[Point annotation dataset records]
──────────────────────────────

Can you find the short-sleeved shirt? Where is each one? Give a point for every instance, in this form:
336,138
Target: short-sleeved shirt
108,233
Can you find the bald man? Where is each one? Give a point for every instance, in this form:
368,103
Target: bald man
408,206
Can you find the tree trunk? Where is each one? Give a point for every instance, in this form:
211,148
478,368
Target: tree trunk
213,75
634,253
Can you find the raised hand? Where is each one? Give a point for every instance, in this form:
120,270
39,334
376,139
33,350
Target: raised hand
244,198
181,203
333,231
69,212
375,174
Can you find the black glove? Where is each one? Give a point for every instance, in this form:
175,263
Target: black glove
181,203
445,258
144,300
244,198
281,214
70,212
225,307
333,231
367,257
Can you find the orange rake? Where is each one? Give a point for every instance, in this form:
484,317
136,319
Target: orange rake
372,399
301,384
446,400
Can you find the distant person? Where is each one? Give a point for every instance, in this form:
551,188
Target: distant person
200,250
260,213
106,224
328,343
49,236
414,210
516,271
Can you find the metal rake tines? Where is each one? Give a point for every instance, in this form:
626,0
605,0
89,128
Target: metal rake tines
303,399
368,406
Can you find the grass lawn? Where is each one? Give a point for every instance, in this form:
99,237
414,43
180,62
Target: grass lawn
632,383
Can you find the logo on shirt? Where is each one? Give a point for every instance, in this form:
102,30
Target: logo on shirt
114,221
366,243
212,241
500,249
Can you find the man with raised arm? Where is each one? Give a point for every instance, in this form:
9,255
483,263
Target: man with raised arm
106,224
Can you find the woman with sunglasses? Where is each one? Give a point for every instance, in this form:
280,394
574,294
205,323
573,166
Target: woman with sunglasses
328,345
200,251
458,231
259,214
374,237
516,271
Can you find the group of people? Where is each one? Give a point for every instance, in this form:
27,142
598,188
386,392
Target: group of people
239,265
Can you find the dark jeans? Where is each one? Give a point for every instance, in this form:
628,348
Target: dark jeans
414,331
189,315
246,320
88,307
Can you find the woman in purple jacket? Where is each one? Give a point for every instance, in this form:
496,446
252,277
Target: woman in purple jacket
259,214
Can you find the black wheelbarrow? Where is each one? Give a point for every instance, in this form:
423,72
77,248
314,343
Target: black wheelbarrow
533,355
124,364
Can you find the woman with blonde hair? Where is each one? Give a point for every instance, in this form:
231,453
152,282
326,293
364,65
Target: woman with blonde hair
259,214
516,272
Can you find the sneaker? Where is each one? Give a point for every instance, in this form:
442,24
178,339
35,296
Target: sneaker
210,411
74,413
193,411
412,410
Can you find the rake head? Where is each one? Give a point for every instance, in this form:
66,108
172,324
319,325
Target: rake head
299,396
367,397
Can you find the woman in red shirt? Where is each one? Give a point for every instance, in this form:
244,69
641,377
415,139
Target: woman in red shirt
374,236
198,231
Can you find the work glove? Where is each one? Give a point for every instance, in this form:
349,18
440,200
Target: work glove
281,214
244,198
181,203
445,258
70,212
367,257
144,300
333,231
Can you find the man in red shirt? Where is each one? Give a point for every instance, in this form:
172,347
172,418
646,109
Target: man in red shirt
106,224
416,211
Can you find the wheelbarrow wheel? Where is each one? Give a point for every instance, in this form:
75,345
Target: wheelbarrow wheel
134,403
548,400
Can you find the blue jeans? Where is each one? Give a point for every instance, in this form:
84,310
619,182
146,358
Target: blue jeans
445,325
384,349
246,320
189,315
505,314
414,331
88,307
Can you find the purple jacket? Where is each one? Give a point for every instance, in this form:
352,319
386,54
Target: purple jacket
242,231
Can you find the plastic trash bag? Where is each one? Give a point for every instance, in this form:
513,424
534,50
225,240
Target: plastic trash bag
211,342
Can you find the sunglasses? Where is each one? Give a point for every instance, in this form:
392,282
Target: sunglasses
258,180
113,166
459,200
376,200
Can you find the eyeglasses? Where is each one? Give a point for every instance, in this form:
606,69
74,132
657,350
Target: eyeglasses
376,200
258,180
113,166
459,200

──────────────────────────────

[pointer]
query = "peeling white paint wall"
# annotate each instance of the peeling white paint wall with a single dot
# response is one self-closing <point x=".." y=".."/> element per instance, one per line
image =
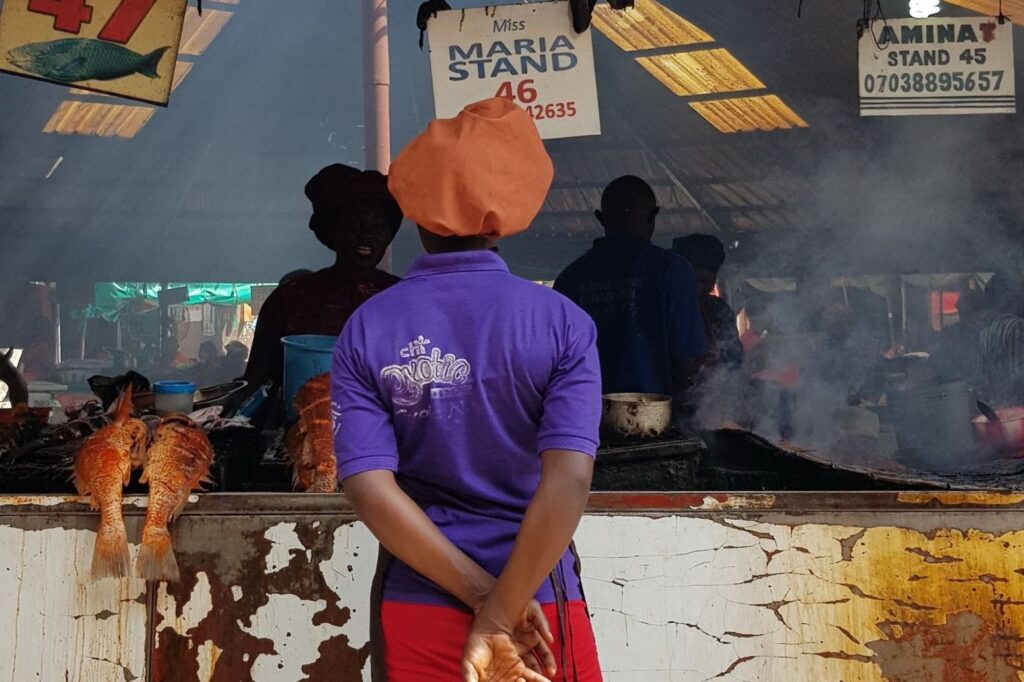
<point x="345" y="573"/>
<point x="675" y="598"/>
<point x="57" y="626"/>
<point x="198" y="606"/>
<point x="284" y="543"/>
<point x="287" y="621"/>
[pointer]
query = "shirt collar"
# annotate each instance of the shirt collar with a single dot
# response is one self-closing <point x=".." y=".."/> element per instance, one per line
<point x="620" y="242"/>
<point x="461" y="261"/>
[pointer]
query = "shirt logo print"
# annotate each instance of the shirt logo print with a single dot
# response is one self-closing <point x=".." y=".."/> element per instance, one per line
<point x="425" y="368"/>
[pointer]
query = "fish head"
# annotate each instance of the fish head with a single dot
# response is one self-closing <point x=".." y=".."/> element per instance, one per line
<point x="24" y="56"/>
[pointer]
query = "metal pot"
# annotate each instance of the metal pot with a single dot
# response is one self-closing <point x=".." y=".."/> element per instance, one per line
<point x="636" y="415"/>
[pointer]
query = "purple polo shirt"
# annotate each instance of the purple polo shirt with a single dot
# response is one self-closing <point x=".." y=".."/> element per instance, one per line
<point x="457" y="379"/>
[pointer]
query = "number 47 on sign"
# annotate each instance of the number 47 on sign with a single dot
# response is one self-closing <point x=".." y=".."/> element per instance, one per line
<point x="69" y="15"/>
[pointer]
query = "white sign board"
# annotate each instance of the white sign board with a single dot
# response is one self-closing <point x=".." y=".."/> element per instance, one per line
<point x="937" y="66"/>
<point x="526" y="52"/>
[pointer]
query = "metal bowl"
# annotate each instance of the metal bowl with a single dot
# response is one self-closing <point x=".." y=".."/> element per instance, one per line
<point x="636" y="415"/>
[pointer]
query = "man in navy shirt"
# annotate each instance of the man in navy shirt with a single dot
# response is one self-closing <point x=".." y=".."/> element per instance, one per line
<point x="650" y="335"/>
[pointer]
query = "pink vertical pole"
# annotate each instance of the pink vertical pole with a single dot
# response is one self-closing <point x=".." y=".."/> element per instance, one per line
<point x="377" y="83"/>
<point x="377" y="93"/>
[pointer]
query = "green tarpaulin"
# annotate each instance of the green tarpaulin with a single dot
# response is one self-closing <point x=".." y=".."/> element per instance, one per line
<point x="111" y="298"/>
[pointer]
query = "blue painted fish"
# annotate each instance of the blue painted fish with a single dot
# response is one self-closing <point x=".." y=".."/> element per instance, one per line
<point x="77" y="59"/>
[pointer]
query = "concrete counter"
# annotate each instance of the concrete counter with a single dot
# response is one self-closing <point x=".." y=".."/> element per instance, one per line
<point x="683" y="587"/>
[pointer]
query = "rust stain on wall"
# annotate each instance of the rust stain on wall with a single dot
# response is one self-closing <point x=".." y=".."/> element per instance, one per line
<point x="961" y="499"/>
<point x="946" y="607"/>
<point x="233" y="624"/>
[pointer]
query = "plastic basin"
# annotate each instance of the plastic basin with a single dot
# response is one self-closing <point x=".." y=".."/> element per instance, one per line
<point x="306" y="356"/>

──────────────────────────────

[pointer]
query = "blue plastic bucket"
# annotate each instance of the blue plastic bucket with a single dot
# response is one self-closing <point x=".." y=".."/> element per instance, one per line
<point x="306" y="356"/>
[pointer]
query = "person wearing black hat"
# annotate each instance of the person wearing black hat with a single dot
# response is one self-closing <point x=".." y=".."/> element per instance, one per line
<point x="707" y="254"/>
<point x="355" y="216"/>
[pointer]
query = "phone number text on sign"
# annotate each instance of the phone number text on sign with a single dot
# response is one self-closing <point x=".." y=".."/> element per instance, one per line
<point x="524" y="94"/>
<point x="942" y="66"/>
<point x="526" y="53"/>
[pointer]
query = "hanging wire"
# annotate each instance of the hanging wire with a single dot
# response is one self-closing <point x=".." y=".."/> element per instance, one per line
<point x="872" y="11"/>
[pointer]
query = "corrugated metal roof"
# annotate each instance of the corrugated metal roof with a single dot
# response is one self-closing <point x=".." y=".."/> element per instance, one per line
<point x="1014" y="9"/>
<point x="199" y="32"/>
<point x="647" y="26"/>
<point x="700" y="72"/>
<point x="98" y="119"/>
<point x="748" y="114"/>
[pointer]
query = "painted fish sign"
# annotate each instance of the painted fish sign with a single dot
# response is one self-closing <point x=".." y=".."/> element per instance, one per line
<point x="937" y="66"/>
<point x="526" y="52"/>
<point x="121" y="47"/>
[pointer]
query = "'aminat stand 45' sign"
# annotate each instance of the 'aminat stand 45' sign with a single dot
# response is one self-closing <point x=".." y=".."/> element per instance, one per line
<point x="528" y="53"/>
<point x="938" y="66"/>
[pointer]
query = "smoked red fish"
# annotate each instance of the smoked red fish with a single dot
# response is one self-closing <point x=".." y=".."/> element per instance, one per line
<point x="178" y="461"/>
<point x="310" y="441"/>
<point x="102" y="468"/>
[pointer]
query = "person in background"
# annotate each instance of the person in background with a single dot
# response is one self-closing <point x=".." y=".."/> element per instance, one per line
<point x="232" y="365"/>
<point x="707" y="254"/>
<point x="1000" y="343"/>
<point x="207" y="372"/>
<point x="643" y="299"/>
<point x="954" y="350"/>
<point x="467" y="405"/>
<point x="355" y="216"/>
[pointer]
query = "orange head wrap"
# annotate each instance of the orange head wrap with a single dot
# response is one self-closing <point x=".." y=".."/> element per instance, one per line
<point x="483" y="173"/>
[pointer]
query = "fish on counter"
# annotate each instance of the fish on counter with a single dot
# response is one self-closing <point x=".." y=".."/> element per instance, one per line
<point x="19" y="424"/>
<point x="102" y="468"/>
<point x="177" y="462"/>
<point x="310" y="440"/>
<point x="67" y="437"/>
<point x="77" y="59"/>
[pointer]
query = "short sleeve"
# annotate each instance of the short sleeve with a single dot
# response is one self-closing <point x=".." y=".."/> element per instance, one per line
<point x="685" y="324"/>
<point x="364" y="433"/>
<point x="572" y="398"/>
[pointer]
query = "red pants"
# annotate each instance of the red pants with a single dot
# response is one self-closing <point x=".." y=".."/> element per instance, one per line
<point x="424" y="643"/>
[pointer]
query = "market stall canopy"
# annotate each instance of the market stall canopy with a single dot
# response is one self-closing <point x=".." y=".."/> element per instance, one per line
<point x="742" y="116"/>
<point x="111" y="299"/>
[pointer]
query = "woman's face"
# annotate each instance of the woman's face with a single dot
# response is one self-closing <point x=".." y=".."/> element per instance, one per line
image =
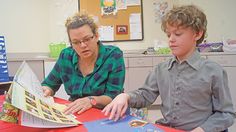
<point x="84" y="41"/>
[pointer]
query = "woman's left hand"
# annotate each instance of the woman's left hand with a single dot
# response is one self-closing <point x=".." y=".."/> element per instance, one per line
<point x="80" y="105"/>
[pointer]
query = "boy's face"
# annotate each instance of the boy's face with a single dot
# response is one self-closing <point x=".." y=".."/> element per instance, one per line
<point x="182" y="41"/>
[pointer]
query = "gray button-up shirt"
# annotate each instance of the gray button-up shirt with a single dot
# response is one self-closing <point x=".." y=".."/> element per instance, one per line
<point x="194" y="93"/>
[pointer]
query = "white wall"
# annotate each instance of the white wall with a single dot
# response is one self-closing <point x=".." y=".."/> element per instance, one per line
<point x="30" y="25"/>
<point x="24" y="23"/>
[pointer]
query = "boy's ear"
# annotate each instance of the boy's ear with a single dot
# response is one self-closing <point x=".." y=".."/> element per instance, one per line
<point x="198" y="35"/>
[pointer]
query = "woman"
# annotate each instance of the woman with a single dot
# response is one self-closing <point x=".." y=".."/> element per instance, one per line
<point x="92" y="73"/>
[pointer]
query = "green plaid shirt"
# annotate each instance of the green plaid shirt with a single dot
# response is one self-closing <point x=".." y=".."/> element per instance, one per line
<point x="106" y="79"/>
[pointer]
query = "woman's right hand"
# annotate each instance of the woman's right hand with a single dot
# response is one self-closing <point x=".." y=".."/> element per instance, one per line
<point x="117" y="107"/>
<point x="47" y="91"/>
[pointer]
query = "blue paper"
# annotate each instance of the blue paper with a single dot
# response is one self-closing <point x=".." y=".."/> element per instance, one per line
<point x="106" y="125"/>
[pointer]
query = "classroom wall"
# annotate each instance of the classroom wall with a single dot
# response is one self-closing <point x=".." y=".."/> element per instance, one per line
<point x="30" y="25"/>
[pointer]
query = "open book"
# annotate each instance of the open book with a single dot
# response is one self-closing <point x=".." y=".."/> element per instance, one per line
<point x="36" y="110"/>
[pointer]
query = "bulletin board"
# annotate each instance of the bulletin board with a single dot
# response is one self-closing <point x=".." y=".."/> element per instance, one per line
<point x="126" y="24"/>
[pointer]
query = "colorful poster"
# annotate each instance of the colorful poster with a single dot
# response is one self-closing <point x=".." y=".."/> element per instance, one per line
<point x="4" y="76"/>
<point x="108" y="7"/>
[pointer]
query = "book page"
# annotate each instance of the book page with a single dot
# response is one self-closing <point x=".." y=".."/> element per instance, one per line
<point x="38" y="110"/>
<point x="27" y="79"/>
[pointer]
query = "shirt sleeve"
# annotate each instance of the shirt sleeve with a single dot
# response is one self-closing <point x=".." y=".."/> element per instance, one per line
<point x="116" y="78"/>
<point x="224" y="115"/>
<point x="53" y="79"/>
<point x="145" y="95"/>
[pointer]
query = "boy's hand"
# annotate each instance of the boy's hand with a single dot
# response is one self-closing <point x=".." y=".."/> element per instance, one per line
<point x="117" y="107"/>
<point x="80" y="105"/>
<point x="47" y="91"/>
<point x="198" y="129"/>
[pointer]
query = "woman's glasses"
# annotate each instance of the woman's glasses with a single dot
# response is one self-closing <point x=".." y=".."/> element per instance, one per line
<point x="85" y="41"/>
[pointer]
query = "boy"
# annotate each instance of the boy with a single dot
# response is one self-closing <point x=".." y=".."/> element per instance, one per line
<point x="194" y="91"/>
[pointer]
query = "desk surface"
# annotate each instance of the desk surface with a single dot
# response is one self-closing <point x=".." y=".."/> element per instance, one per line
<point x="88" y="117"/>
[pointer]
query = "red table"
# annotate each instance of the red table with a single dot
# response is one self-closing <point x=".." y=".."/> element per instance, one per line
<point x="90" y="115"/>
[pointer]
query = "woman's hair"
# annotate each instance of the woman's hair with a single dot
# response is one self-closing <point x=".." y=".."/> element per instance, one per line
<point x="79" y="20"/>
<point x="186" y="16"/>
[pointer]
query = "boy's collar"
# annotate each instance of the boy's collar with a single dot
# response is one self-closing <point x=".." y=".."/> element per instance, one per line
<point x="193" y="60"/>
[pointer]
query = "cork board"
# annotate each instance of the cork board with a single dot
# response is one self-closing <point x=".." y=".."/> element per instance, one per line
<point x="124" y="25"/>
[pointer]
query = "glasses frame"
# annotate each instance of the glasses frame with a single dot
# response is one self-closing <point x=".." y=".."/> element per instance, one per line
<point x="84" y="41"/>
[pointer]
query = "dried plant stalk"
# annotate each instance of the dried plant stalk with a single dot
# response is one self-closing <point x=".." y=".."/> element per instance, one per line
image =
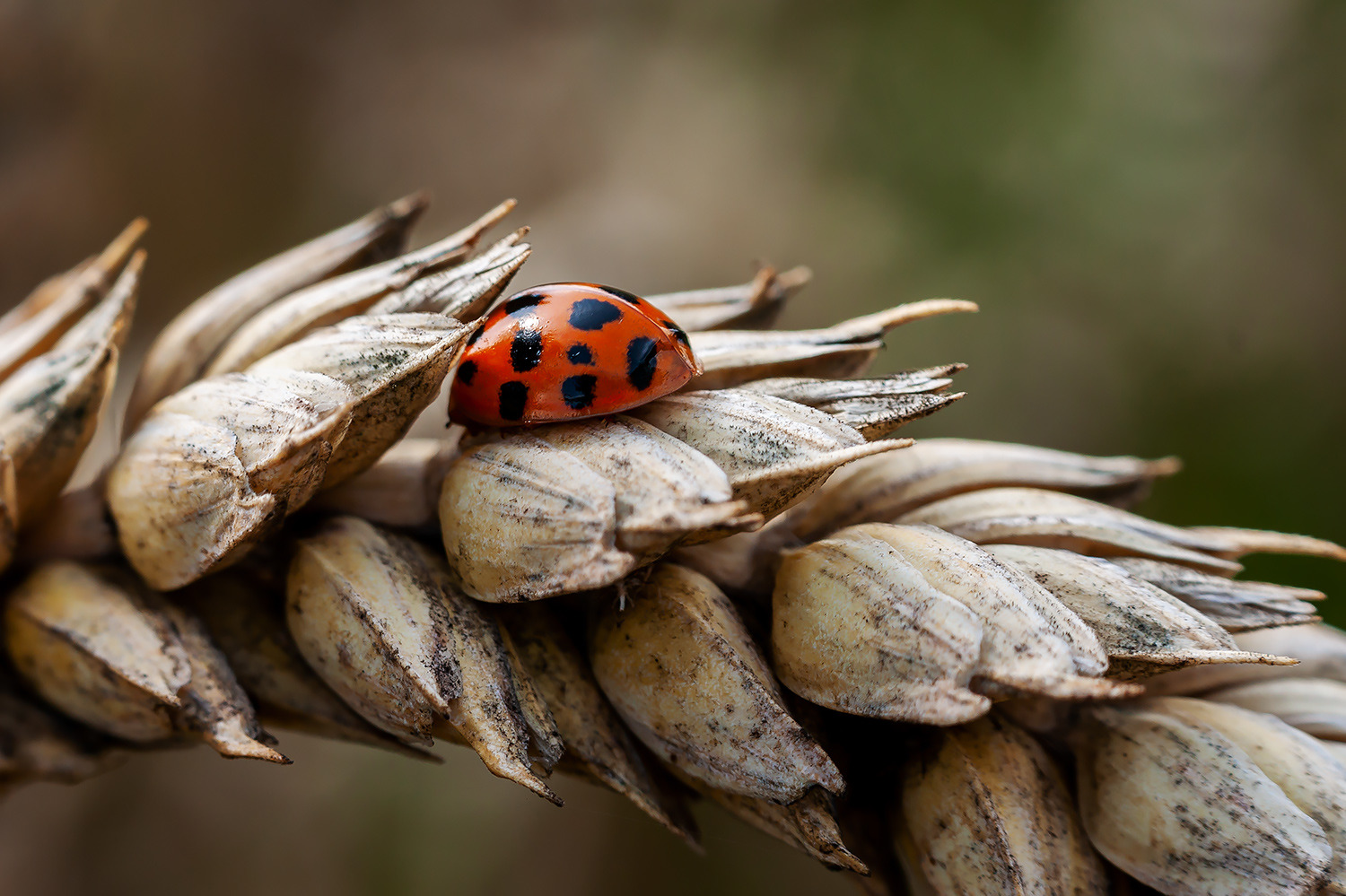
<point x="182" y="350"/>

──────────────────────────────

◆ Goal
Gather every line of the records above that contains the string "poster" and copy each one out.

◆ Result of the exercise
query = "colorful poster"
# annotate each instance of the colorful poster with a single dot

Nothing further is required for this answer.